What this task involves: Without copying any picture, return all lines below exactly.

Source records

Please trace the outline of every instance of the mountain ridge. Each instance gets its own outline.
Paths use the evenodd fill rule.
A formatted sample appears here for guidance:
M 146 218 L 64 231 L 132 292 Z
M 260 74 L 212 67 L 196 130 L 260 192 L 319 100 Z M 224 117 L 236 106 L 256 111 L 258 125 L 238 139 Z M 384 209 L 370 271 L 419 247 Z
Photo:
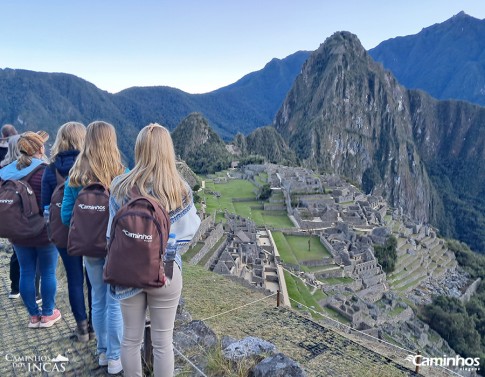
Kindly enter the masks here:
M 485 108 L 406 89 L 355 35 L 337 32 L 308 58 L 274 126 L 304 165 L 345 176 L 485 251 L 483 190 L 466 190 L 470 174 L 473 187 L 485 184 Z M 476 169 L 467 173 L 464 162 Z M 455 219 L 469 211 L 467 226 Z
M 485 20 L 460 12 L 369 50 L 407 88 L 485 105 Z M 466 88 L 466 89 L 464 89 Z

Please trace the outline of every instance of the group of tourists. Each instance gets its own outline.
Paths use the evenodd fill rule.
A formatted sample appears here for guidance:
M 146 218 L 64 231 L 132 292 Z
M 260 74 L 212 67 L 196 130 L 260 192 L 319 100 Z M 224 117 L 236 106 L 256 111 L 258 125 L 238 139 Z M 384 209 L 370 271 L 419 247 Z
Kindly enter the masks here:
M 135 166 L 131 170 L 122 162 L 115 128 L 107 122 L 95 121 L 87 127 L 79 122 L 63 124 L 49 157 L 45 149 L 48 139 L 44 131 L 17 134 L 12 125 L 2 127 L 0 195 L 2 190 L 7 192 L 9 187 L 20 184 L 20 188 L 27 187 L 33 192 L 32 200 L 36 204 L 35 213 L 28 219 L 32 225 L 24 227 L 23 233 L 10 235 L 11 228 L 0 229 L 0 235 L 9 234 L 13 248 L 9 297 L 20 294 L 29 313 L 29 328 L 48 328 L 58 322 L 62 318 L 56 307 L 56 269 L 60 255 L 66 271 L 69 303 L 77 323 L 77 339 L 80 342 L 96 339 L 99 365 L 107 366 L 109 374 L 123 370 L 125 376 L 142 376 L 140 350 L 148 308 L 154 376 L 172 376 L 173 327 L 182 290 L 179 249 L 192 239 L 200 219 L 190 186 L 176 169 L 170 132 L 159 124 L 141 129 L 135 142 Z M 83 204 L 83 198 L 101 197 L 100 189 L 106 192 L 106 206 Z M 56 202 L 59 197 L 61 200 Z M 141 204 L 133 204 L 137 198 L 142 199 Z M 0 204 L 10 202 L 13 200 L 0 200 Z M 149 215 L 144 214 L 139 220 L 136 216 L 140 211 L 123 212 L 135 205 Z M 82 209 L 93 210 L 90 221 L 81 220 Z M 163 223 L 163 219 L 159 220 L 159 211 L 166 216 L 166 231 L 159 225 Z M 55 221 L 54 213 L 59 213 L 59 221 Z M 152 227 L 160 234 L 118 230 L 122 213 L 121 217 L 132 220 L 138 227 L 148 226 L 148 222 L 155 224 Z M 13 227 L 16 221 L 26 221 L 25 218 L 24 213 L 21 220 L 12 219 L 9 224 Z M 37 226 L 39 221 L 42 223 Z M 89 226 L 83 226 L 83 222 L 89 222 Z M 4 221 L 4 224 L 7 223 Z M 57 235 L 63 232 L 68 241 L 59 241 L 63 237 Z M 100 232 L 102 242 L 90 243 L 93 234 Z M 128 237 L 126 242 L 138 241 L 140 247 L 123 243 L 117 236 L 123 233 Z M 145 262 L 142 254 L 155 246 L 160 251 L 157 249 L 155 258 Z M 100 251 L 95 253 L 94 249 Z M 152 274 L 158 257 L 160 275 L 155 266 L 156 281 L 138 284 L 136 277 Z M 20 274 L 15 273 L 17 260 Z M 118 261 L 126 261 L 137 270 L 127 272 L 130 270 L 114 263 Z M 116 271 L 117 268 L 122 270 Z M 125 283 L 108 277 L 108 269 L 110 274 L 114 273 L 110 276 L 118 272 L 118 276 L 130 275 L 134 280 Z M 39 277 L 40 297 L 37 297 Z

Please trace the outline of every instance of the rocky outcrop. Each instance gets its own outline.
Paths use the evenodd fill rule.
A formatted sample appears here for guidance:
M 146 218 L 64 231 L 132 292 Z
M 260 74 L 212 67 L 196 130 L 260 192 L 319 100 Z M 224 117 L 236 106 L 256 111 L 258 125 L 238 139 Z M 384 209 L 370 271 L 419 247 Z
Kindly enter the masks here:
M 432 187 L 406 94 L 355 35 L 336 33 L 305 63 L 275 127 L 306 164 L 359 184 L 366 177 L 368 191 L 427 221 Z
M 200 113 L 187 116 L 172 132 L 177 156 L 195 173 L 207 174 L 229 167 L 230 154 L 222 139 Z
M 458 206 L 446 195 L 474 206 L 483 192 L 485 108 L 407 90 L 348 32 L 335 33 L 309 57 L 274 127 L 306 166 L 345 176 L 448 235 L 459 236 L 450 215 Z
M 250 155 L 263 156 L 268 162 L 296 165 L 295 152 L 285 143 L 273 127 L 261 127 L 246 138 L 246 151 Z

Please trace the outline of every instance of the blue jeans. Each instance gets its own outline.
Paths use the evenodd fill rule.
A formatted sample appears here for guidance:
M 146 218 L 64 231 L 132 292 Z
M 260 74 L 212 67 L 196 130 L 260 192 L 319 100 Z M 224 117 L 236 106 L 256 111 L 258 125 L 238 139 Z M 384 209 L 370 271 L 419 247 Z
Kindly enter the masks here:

Exercise response:
Please trace the outline of every instance of the mountain ridge. Each instance gets its own outline.
Paths use the evenodd fill rule.
A formatted sample appears here for guidance:
M 146 218 L 64 231 L 132 292 Z
M 260 74 L 212 67 L 196 130 L 260 192 L 319 100 Z M 224 117 L 236 106 L 256 111 L 258 125 L 238 139 Z M 384 209 L 370 271 L 419 247 Z
Photo:
Kindly enter the masks here:
M 485 108 L 406 89 L 355 35 L 337 32 L 308 58 L 274 126 L 304 165 L 345 176 L 485 251 L 483 190 L 466 190 L 470 174 L 473 187 L 485 184 Z M 476 169 L 467 173 L 464 162 Z M 455 219 L 469 211 L 467 226 Z
M 485 20 L 460 12 L 369 50 L 407 88 L 485 105 Z M 466 88 L 466 89 L 464 89 Z

Please trace the outline of every instance of the group of tourists. Each instance gets its own outline.
Paths use the evenodd fill rule.
A formatted sample appears here for guidance:
M 146 218 L 64 231 L 132 292 Z
M 260 74 L 212 67 L 196 130 L 260 192 L 319 100 Z M 224 117 L 236 106 L 256 111 L 258 125 L 238 139 Z M 384 209 L 370 271 L 419 247 Z
Kindly enter the masks here:
M 135 166 L 131 170 L 122 162 L 115 128 L 107 122 L 95 121 L 87 127 L 79 122 L 63 124 L 49 157 L 45 149 L 48 139 L 44 131 L 17 134 L 12 125 L 2 127 L 0 195 L 2 190 L 7 192 L 9 187 L 20 184 L 20 188 L 27 187 L 33 192 L 32 200 L 36 204 L 35 213 L 28 219 L 32 225 L 24 227 L 23 233 L 10 235 L 11 228 L 0 229 L 0 235 L 9 234 L 13 248 L 9 297 L 20 294 L 29 313 L 29 328 L 48 328 L 58 322 L 62 318 L 56 307 L 56 269 L 60 255 L 66 271 L 69 303 L 77 323 L 77 339 L 80 342 L 96 339 L 99 365 L 107 366 L 109 374 L 123 370 L 125 376 L 142 376 L 140 350 L 148 308 L 154 376 L 172 376 L 173 327 L 182 290 L 179 249 L 192 239 L 200 219 L 190 186 L 176 169 L 170 132 L 159 124 L 141 129 L 135 142 Z M 83 204 L 83 198 L 101 197 L 100 189 L 106 192 L 106 206 Z M 56 202 L 59 197 L 61 200 Z M 141 204 L 133 204 L 137 198 L 142 199 Z M 0 204 L 10 202 L 13 200 L 0 200 Z M 149 215 L 144 214 L 139 220 L 136 216 L 140 211 L 123 212 L 135 205 Z M 82 209 L 93 210 L 90 221 L 81 220 Z M 163 223 L 163 219 L 159 220 L 159 211 L 166 216 L 166 231 L 159 225 Z M 55 221 L 54 213 L 59 213 L 59 221 Z M 152 227 L 160 234 L 118 230 L 122 213 L 121 217 L 132 220 L 138 227 L 148 226 L 148 222 L 155 224 Z M 13 227 L 16 221 L 26 221 L 25 218 L 24 213 L 21 220 L 12 219 L 9 224 Z M 37 226 L 39 221 L 42 223 Z M 89 226 L 83 226 L 83 222 L 89 222 Z M 4 221 L 4 224 L 7 223 Z M 57 235 L 63 232 L 68 241 L 59 241 L 63 237 Z M 100 232 L 102 242 L 90 243 L 93 234 Z M 128 237 L 126 242 L 138 241 L 140 247 L 123 243 L 117 236 L 123 233 Z M 145 262 L 142 254 L 155 246 L 160 251 L 157 249 L 155 258 Z M 100 251 L 95 253 L 94 249 Z M 152 274 L 158 257 L 160 275 L 155 266 L 156 281 L 138 284 L 136 277 Z M 20 274 L 15 273 L 17 260 Z M 118 261 L 126 261 L 137 270 L 127 272 L 130 270 L 114 263 Z M 116 271 L 117 268 L 122 270 Z M 125 283 L 108 277 L 108 269 L 110 274 L 114 273 L 110 276 L 118 272 L 118 276 L 130 275 L 134 280 Z M 39 277 L 40 297 L 37 297 Z

Please trace the outline of every instance of the rocky outcrop. Each instance gets its own outline.
Paths use the evenodd fill rule.
A formatted sample appears here for guidance:
M 146 218 L 64 231 L 132 292 Z
M 260 74 L 212 67 L 196 130 L 260 192 L 319 100 Z M 224 117 L 236 106 L 256 111 L 258 125 L 238 139 Z M 384 209 L 370 271 L 419 247 Z
Kindly enter the masks here:
M 432 187 L 406 94 L 355 35 L 336 33 L 305 63 L 275 127 L 306 164 L 359 184 L 366 177 L 368 191 L 427 221 Z
M 200 113 L 187 116 L 172 132 L 177 156 L 195 173 L 207 174 L 229 167 L 230 154 L 222 139 Z
M 458 206 L 446 195 L 474 206 L 483 192 L 485 108 L 407 90 L 348 32 L 335 33 L 309 57 L 274 127 L 306 166 L 345 176 L 448 235 L 459 236 L 450 215 Z
M 250 155 L 263 156 L 268 162 L 296 165 L 295 152 L 285 143 L 273 127 L 261 127 L 246 138 L 246 151 Z

Please trace the outline of every instance of the blue jeans. Each instance gets its own outline.
Paths use the evenodd fill rule.
A formatted sample appears here for guidance:
M 146 218 L 64 231 L 132 292 Z
M 260 74 L 212 67 L 196 130 L 260 192 L 319 100 Z M 224 117 L 236 106 L 256 111 L 258 125 L 238 139 Z M 384 209 L 370 271 L 419 247 Z
Kindly enter the masks here:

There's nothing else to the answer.